§ **OBIETTIVO DEL COMPITO**:
Stabilisci se ciascuna delle seguenti affermazioni concorda con la recensione riportata più avanti, rispondendo sì o no e citando alla lettera le parole che lo decidono.
1. L'EP pubblicato un anno prima contiene soltanto due tracce.
2. Nei Duivel VRDRBR suona la batteria.
3. IX fa parte stabilmente dei Duivel.
++++ TESTO
Duivel – “Tirades Uit De Hel” (2020)

Artist: Duivel
Title: Tirades Uit De Hel
Label: Ván Records
Year: 2020
Genre: Black Metal
Country: Paesi Bassi

Tracklist:
1. “Schim Der Wreken”
2. “Offerande Aan De Schimmen Der Afgestorvenen”
3. “Het Zwarte Hart Van Walging”
4. “Dolend Verteerd”
5. “Hond Der Primaten”
6. “Sluimering Van De Dood”

Quello dei Duivel è un successo con ogni probabilità annunciato su carta, eppure non per questo motivo meno entusiasmante o terribilmente imprevedibile per risultato: un -più che promettente, già direttamente ottimo- EP, sebbene dotato di due sole tracce, è stato rilasciato giusto un anno fa come antipasto e servito in totale sordina a presentazione di un novello progetto che, con entrambi i membri degli Urfaust a farvi baldoria a briglia sciolta (il batterista VRDRBR qui in pianta stabile come sorprendente chitarrista, ed il cantante IX a prestare invece oggi il suo inconfondibile timbro come ospite) insieme ad altri volti fissi e di passaggio tra più e meno nuovi, fa sua e restituisce con stranezze nonché grado di riuscita, intensità e pregevolezza massima tutta l’efferatezza luciferina e l’abominevole lordura che negli ultimi tempi ribolle con mefitico olezzo nell’arrugginita pentola che è il panorama Black Metal dei Paesi Bassi.
++++++++
++++ MATERIALE DI PARTENZA
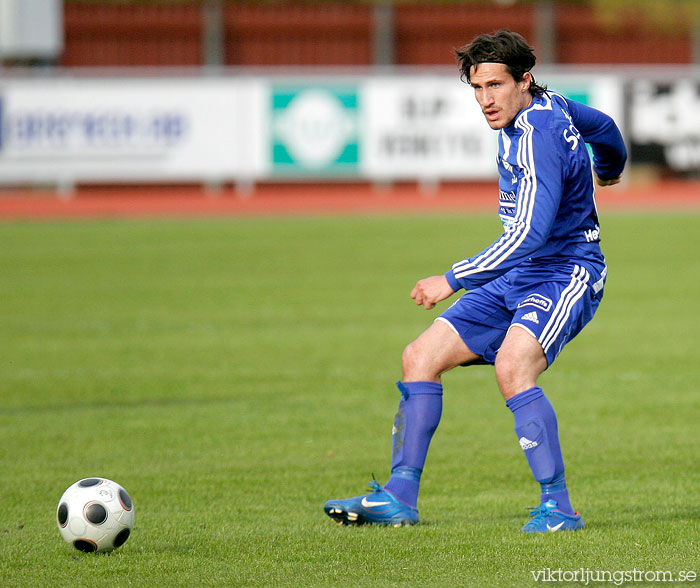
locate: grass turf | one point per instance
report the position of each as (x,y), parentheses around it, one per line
(235,374)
++++++++
§ **RISPOSTA ATTESA**:
1. Sì: «dotato di due sole tracce».
2. No: «qui in pianta stabile come sorprendente chitarrista».
3. No: «a prestare invece oggi il suo inconfondibile timbro come ospite».